▶ _Exercise prompt_:
Using the records that appear below, write out exactly the lines from the one with "Target: brass candelabra" through the one with "Task: place a pin on each instance of the stack", keeping both end lines.

▶ _The data_:
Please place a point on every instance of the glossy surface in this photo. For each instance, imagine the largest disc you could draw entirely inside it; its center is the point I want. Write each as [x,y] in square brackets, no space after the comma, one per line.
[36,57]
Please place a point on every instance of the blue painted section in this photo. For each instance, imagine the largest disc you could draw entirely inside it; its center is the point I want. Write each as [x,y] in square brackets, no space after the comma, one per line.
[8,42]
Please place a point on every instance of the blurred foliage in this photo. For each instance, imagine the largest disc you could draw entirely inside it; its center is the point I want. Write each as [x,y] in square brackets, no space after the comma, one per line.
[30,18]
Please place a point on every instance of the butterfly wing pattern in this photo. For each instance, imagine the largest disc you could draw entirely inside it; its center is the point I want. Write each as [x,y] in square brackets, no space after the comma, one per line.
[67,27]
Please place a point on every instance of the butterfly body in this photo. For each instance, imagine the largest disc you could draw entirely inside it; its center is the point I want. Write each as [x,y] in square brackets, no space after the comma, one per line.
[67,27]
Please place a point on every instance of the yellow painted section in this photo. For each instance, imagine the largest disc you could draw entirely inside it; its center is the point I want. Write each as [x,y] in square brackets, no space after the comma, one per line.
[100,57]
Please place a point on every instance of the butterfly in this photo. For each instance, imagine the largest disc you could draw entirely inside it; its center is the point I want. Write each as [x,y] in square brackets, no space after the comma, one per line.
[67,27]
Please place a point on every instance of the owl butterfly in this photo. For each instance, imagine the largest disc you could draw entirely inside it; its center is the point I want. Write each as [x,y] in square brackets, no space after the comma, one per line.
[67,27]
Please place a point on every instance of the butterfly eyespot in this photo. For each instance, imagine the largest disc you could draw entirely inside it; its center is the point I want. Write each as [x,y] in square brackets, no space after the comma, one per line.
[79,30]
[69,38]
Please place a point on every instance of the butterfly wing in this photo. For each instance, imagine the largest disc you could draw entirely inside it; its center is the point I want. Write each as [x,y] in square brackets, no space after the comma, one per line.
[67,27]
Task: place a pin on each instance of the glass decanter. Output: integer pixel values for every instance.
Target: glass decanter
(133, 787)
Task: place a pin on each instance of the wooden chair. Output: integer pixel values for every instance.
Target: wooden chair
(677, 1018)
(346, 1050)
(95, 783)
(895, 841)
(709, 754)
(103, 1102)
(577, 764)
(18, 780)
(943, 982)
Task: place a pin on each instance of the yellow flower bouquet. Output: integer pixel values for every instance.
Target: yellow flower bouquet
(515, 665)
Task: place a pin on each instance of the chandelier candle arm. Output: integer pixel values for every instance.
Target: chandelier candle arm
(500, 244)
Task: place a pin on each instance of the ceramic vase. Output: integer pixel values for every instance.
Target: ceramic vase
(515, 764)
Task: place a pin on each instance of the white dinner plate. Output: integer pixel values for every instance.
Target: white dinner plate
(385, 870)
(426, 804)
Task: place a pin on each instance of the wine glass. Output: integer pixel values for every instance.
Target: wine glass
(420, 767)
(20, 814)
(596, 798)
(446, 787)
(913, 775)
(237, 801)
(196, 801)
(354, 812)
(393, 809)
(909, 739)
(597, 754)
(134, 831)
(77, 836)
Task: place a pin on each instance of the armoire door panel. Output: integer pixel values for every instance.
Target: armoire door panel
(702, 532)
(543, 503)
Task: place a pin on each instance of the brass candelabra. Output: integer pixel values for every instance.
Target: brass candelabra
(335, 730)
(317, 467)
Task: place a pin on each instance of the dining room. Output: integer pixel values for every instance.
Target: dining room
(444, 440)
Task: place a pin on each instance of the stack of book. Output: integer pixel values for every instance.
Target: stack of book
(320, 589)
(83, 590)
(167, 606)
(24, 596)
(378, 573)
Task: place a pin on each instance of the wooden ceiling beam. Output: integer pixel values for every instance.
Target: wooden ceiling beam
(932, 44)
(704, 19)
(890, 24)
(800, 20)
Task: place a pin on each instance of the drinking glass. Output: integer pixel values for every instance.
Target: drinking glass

▶ _Task solution_:
Target: brass candelabra
(335, 730)
(317, 467)
Task: place a pin on each instance of the dining room. Output: integer pixel values for every instance.
Target: dining room
(444, 440)
Task: place a pin on each instance of the stack of book. Output: integer pixel values for every instance.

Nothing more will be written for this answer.